*Reading passage*.
━━━

Has the nose EVER been in the spotlight this much before?
A few months ago, it was revealed that loss of smell could be one of the first warning signs of the coronavirus infection.
And ever since then, a lot of us have been sniffing at EVERYTHING just to keep checking. It’s kind of like taking a simple “COVID-19 test” dozens of times every day.
But even if you don’t have the infection… if there’s not a chance in the world, you might be sick… there’s another good reason to keep focusing on the sniff test.
It turns out your NOSE might KNOW when you need to be concerned about something besides the coronavirus. And that’s your memory.
In fact, not passing the sniff test could be your first red flag of a future with dementia. And that means your nose could ALSO sniff out your best chance to take action to prevent it.
What your NOSE might tell you about your BRAIN
The eyes might be the window to the soul. And your stomach might be the road to the heart. But the NOSE just might give you a whiff of what’s going on in the BRAIN.
In recent years, scientists have uncovered increasing evidence that changes in the sense of smell could be an early warning sign of dementia. Now the latest research also finds that loss of all senses in general – including vision and hearing – could be warning signs for major memory loss.
But scientists say the biggest and earliest red flag for dementia may be that loss of smell. And that’s especially true when you start to lose the ability to pick out DISTINCTIVE scents such as paint thinner, roses, lemons, onions, and turpentine.
According to researchers, a decline in smell of just 10 percent means your dementia risk jumps by 19 percent.
They believe it’s because the olfactory bulb, which sends the signals from the nose to the brain, may start to lose that connection very early in dementia.

━━━

*Data for review*.
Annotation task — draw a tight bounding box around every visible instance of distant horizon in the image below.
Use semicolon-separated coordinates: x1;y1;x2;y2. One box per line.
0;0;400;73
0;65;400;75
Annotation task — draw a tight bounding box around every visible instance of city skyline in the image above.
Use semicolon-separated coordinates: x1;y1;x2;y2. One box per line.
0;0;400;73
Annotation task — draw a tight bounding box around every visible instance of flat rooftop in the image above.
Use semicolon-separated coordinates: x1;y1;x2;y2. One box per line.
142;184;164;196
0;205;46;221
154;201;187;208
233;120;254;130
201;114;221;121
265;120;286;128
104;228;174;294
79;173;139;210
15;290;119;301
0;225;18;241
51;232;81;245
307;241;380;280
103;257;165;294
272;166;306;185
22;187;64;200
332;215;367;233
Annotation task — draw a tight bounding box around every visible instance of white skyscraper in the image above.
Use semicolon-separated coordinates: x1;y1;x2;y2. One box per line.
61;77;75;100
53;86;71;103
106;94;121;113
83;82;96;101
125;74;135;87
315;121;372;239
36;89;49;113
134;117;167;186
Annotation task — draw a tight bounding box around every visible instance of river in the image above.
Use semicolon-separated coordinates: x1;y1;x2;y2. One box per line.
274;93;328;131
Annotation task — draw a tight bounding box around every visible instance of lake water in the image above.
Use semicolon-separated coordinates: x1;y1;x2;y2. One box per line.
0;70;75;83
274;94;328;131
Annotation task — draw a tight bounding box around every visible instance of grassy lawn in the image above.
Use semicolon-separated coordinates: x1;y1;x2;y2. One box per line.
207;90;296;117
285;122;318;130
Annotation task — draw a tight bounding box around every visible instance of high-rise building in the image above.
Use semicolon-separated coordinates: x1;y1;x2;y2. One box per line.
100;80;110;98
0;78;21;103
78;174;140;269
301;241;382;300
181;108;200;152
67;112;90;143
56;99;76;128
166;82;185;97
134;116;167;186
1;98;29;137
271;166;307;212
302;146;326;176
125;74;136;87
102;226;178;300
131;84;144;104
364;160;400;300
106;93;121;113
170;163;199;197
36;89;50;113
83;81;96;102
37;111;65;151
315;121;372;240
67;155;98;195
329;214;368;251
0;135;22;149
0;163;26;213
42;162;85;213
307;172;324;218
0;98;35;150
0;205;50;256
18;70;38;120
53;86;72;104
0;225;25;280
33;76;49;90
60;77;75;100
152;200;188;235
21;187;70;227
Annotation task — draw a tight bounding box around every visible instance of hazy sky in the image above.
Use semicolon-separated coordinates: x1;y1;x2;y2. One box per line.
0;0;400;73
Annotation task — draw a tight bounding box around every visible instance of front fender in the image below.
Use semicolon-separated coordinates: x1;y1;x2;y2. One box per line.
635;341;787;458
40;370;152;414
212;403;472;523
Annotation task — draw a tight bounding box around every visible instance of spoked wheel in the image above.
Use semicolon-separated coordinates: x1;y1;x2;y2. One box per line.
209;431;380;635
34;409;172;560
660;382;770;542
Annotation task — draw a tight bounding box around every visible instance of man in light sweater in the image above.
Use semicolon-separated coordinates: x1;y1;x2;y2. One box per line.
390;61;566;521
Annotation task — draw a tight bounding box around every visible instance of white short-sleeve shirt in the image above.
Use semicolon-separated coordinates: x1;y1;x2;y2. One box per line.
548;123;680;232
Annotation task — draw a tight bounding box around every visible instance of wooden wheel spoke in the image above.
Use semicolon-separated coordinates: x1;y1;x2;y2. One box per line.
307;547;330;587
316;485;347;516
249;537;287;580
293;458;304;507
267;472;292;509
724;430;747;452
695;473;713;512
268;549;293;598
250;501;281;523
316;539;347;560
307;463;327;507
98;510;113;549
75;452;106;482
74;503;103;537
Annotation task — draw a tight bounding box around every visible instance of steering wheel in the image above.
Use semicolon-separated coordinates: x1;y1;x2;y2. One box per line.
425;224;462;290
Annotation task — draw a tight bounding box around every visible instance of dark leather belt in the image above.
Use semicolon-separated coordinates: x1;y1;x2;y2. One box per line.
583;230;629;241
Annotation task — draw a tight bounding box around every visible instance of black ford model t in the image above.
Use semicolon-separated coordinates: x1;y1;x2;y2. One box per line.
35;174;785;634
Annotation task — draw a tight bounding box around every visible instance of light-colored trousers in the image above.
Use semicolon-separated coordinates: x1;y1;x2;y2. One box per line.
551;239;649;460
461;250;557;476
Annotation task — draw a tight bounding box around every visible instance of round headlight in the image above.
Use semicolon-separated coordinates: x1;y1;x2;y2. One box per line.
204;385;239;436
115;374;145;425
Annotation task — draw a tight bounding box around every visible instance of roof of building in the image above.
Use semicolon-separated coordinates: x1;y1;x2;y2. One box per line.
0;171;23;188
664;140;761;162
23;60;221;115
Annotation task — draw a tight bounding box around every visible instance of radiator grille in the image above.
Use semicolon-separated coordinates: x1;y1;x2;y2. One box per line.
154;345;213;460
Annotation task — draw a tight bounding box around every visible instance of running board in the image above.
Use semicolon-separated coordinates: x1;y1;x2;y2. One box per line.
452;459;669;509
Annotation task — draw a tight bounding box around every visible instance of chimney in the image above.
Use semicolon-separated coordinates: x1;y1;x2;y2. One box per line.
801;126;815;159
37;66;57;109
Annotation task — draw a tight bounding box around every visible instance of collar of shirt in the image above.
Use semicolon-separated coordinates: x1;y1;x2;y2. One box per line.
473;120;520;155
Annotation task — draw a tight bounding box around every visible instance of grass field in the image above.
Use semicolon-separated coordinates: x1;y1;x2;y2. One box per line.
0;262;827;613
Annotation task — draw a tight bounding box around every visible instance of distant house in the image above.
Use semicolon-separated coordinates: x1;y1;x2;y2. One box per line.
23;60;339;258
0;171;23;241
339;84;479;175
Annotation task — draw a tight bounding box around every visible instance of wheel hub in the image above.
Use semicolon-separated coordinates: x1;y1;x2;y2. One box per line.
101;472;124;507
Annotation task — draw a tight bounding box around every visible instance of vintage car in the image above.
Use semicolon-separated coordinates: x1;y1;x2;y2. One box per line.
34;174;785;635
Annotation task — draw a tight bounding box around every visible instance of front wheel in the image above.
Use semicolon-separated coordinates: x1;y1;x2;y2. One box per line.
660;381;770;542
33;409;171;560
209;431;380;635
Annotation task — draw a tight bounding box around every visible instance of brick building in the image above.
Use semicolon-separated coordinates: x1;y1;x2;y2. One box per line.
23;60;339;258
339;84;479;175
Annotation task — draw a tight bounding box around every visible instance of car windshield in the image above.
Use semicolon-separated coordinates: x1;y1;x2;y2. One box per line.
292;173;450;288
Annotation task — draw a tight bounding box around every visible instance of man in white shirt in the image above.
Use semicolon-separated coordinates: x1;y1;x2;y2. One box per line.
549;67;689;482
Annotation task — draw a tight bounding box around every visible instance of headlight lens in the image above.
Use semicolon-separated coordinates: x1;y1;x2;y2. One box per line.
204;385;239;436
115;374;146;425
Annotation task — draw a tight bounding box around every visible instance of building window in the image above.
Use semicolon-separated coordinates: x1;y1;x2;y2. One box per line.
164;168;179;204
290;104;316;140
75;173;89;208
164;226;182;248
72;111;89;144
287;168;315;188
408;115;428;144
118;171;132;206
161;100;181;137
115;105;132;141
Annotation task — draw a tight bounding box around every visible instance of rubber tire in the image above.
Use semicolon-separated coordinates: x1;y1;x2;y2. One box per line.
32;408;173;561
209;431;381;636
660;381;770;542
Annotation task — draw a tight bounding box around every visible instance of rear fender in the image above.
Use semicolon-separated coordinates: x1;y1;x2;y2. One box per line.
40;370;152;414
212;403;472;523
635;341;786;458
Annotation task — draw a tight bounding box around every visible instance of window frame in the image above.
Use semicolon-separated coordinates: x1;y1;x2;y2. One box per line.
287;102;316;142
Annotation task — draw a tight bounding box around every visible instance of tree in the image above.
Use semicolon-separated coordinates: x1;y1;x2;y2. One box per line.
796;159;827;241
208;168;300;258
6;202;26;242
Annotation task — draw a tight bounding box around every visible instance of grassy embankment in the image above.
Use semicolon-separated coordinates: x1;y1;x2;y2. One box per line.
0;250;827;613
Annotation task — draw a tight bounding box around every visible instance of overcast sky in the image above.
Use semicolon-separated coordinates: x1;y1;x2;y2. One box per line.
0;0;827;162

━━━

*Check your understanding*.
A) Answer these questions using the passage on smell and dementia:
(i) By how much does dementia risk jump with a 10 percent decline in smell, according to researchers?
(ii) What part sends the signals from the nose to the brain?
(iii) Besides smell, which senses does the latest research name whose loss could warn of major memory loss?
B) Carry on the passage on smell and dementia from the point where it ends.
The data has no connection to the passage on smell and dementia.

*Answer set*.
A)
(i) By 19 percent.
(ii) The olfactory bulb.
(iii) Vision and hearing.

B)
It’s called the “preclinical” phase. And it’s when the damage is there… but not enough to turn up on tests.
Drive down dementia risk with these simple moves
And that, my friend, is GOOD news. Because by the time dementia is diagnosed with a standard test, it’s often too late to act, and the disease only gets worse.
But when your nose raises a red flag even before there’s any significant memory loss, it gives you the chance to act early. And when you do, you might be able to slow the memory loss down, or even stop the creeping dementia in its tracks.
If you’re worried about memory loss, fight back, starting with a little movement. One study earlier this year found that aerobic exercise could help improve memory by 47 percent.
Don’t worry, you don’t need to suit up in spandex and join a gym to battle dementia. Try some fun “dancing for exercise” videos on YouTube or plan in a swift stroll around the park every day instead.
Next, eliminate your exposure to toxins like those found in many processed foods. They can send metals and other junk into the brain, contributing to cognitive struggles, dementia, and more.
And then talk to your doc about supplements known to enhance blood flow and protect the brain. B vitamins, fish oil, ginkgo biloba, and citicoline are all great places to start.